**AIM OF THE EXERCISE**.
Please give only the number of rows below that contain the word "vertical".

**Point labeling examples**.
___

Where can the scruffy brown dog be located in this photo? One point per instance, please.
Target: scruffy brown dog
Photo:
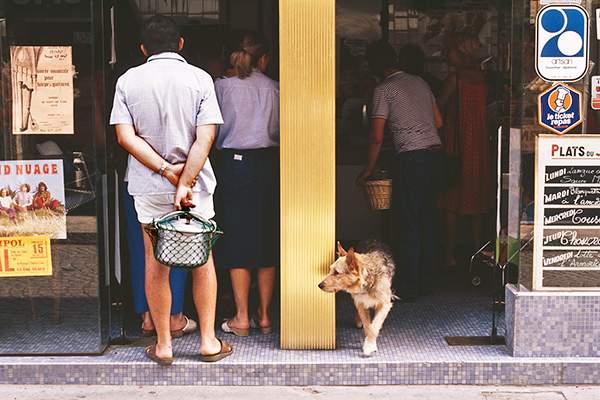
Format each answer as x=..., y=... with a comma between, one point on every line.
x=367, y=275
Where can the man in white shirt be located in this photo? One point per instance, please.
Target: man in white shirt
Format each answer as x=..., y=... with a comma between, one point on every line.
x=165, y=112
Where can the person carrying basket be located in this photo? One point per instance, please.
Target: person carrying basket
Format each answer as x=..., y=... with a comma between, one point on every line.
x=165, y=112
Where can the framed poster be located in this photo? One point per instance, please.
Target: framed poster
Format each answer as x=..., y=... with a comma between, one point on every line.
x=42, y=87
x=567, y=213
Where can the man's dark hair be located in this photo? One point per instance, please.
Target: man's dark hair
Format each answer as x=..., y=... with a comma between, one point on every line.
x=160, y=34
x=232, y=42
x=411, y=58
x=381, y=56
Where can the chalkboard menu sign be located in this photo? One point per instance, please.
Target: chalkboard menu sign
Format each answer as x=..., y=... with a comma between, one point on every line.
x=567, y=213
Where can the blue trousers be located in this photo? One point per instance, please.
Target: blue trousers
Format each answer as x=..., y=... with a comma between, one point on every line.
x=137, y=262
x=418, y=176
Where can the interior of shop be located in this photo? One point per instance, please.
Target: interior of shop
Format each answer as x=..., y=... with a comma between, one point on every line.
x=90, y=289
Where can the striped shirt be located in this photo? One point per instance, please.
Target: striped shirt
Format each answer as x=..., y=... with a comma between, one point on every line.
x=165, y=99
x=405, y=101
x=250, y=108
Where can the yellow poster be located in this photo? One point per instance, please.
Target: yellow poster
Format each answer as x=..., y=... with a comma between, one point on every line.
x=42, y=82
x=25, y=256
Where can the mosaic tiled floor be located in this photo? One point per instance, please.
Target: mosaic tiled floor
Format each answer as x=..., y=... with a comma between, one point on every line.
x=412, y=350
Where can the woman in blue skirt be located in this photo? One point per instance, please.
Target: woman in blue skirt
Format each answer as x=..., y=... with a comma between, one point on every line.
x=247, y=170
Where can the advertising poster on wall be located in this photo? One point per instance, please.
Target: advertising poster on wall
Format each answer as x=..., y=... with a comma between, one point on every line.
x=32, y=199
x=567, y=212
x=42, y=82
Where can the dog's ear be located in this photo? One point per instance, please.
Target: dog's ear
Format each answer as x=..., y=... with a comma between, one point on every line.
x=351, y=262
x=341, y=251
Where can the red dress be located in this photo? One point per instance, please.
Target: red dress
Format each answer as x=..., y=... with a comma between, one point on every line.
x=472, y=195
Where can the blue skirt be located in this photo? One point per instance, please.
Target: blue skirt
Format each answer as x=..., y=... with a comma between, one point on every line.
x=247, y=208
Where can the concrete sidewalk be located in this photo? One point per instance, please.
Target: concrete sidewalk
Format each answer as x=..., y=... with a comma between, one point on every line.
x=456, y=392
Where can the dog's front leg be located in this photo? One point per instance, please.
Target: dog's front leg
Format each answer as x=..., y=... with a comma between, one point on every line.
x=379, y=316
x=370, y=344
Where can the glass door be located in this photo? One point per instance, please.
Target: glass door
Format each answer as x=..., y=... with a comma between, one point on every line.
x=54, y=286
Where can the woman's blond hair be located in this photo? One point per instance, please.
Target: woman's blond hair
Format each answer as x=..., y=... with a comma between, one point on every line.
x=467, y=47
x=246, y=56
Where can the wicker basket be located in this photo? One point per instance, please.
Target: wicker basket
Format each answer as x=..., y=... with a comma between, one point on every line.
x=378, y=194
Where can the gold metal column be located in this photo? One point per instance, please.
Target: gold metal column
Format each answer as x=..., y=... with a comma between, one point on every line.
x=307, y=77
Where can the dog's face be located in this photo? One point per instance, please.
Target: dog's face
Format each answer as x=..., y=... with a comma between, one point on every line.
x=344, y=274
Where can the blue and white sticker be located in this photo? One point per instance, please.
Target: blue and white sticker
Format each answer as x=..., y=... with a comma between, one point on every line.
x=562, y=38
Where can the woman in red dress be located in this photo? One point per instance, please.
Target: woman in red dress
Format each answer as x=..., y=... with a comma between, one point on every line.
x=463, y=100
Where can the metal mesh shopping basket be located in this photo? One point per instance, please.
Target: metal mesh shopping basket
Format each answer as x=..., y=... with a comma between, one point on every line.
x=182, y=239
x=378, y=193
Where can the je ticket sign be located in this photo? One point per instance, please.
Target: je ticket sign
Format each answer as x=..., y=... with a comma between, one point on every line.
x=25, y=256
x=559, y=108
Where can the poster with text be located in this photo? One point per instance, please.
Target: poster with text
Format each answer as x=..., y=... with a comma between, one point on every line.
x=42, y=87
x=25, y=256
x=32, y=199
x=567, y=212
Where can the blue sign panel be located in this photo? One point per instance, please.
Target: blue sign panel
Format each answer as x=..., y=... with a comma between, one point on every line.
x=559, y=108
x=562, y=35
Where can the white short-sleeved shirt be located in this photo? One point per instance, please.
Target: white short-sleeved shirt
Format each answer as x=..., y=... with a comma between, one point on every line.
x=165, y=99
x=406, y=102
x=250, y=108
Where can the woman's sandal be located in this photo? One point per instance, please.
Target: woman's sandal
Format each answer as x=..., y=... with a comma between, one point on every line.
x=148, y=332
x=226, y=350
x=265, y=330
x=236, y=331
x=151, y=354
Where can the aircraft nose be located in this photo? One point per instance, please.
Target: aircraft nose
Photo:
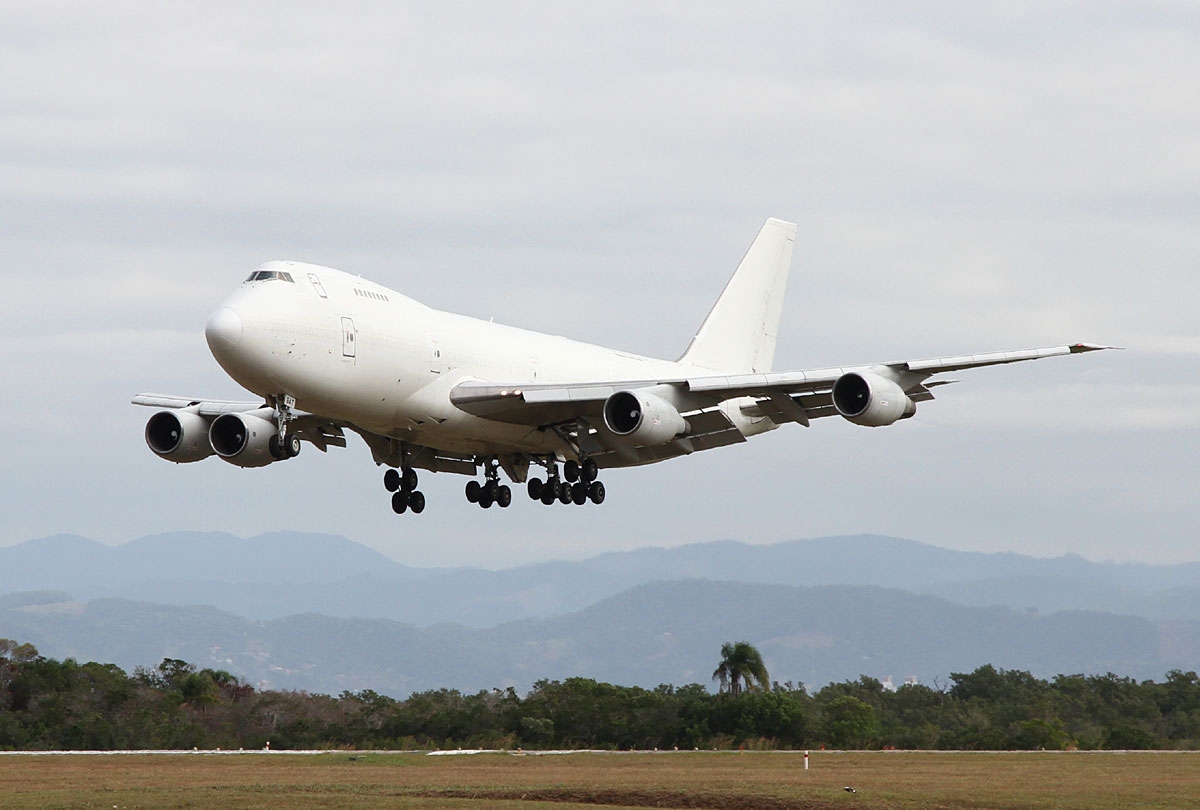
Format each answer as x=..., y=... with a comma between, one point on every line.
x=223, y=330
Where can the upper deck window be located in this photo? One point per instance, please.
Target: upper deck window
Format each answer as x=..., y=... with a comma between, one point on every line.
x=271, y=275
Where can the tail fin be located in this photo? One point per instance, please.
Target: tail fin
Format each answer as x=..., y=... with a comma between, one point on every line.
x=739, y=333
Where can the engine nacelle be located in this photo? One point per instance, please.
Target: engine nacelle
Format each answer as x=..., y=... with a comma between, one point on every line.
x=179, y=436
x=642, y=418
x=244, y=439
x=870, y=400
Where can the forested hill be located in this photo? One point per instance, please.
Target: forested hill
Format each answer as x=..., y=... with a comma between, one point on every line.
x=49, y=705
x=659, y=633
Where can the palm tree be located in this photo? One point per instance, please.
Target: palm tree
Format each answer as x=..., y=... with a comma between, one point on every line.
x=741, y=663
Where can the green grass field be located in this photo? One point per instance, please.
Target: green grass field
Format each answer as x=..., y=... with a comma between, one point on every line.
x=513, y=781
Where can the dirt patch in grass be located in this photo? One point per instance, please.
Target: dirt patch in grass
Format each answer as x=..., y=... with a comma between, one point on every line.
x=634, y=798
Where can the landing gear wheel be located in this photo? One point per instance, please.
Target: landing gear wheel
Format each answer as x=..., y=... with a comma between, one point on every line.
x=534, y=489
x=400, y=502
x=391, y=480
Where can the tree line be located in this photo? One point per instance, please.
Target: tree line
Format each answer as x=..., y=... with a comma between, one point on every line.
x=48, y=705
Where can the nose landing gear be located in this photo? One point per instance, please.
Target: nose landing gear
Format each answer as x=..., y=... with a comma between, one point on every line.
x=405, y=493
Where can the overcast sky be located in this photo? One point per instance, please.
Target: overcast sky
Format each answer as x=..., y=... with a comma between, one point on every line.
x=965, y=177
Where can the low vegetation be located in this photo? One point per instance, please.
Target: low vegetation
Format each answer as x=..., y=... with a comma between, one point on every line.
x=48, y=705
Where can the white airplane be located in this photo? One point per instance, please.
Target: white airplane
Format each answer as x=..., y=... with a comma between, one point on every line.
x=328, y=351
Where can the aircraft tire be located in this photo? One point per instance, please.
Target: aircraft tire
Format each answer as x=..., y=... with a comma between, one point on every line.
x=390, y=480
x=400, y=502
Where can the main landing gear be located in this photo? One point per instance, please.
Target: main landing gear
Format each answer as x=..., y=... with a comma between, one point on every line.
x=405, y=493
x=285, y=444
x=581, y=484
x=491, y=491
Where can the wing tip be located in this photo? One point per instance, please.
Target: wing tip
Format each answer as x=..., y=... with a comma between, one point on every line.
x=1079, y=348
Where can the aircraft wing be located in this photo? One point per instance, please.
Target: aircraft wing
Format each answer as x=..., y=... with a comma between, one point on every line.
x=784, y=396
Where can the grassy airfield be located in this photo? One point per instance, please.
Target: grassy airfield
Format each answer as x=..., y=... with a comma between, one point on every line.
x=513, y=781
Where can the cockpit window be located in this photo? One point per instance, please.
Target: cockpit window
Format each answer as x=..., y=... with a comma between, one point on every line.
x=271, y=275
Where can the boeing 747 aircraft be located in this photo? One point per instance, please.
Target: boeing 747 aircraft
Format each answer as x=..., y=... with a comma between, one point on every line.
x=330, y=352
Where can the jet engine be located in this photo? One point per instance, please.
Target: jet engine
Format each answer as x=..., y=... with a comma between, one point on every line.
x=870, y=400
x=179, y=436
x=245, y=439
x=642, y=418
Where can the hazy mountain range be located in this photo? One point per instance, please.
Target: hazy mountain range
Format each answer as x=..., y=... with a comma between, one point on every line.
x=324, y=613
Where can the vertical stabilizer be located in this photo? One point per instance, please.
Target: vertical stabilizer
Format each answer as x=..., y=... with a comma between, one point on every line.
x=739, y=333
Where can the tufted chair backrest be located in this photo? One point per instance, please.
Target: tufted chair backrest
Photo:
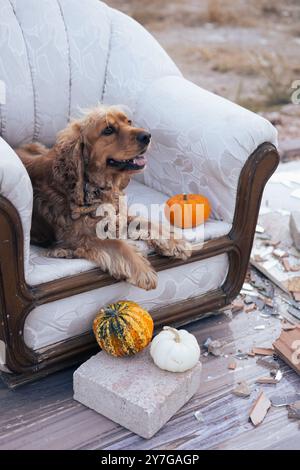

___

**RIGHT ANSWER**.
2